<<<<

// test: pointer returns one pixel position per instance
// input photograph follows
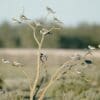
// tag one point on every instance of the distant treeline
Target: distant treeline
(20, 36)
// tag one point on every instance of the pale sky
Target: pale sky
(71, 12)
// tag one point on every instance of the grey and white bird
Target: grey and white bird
(91, 47)
(57, 20)
(45, 31)
(43, 58)
(99, 46)
(50, 10)
(23, 17)
(16, 20)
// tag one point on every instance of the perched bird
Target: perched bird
(50, 10)
(45, 31)
(14, 19)
(43, 58)
(91, 47)
(5, 61)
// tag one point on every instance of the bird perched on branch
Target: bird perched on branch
(50, 10)
(43, 58)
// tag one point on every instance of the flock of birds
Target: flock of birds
(50, 12)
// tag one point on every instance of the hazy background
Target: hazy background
(81, 20)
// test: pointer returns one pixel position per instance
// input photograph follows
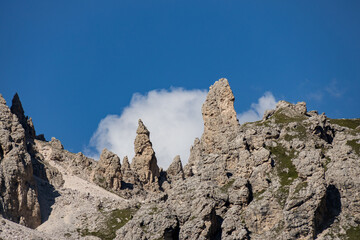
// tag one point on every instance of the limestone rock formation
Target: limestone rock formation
(144, 163)
(175, 170)
(18, 191)
(27, 124)
(108, 171)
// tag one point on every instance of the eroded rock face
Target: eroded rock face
(175, 170)
(219, 117)
(18, 191)
(293, 175)
(108, 171)
(144, 163)
(27, 124)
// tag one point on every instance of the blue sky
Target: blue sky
(75, 62)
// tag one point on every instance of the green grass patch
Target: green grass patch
(114, 221)
(349, 123)
(300, 133)
(226, 187)
(354, 145)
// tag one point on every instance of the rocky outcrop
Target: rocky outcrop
(18, 191)
(175, 170)
(144, 163)
(216, 153)
(292, 175)
(26, 122)
(108, 171)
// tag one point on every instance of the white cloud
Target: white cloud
(173, 118)
(256, 111)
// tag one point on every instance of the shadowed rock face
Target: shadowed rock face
(144, 163)
(219, 116)
(18, 191)
(292, 175)
(27, 124)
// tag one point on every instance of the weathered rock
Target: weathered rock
(108, 171)
(293, 175)
(18, 191)
(175, 170)
(26, 123)
(220, 122)
(144, 163)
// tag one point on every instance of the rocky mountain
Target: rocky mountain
(292, 175)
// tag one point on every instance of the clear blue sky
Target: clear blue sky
(74, 62)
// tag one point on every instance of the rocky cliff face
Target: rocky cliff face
(292, 175)
(144, 162)
(18, 190)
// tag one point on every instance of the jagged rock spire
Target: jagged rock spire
(218, 114)
(144, 163)
(108, 171)
(17, 109)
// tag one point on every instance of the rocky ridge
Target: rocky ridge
(292, 175)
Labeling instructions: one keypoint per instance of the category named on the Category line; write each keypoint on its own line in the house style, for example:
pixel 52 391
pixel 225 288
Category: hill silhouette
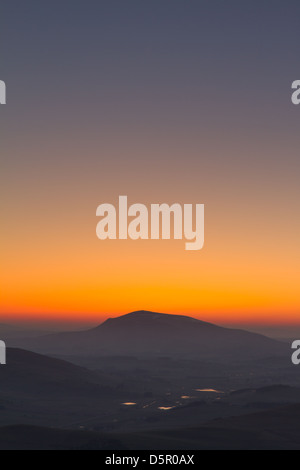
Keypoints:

>>>>

What you return must match, line for line, the span from the line containing "the jagged rock spire" through the last line of the listing above, with every picture omitted.

// tag one point on every instance of the jagged rock spire
Target: jagged rock spire
(218, 114)
(144, 163)
(108, 171)
(17, 109)
// tag one point on every instance of the rocky ridge
Target: rocky ridge
(292, 175)
Labeling instructions: one keypoint per instance of the category named on the Category line; write each keypoint on its own line in the house style, for example:
pixel 52 391
pixel 225 288
Category: hill silhouette
Keypoints:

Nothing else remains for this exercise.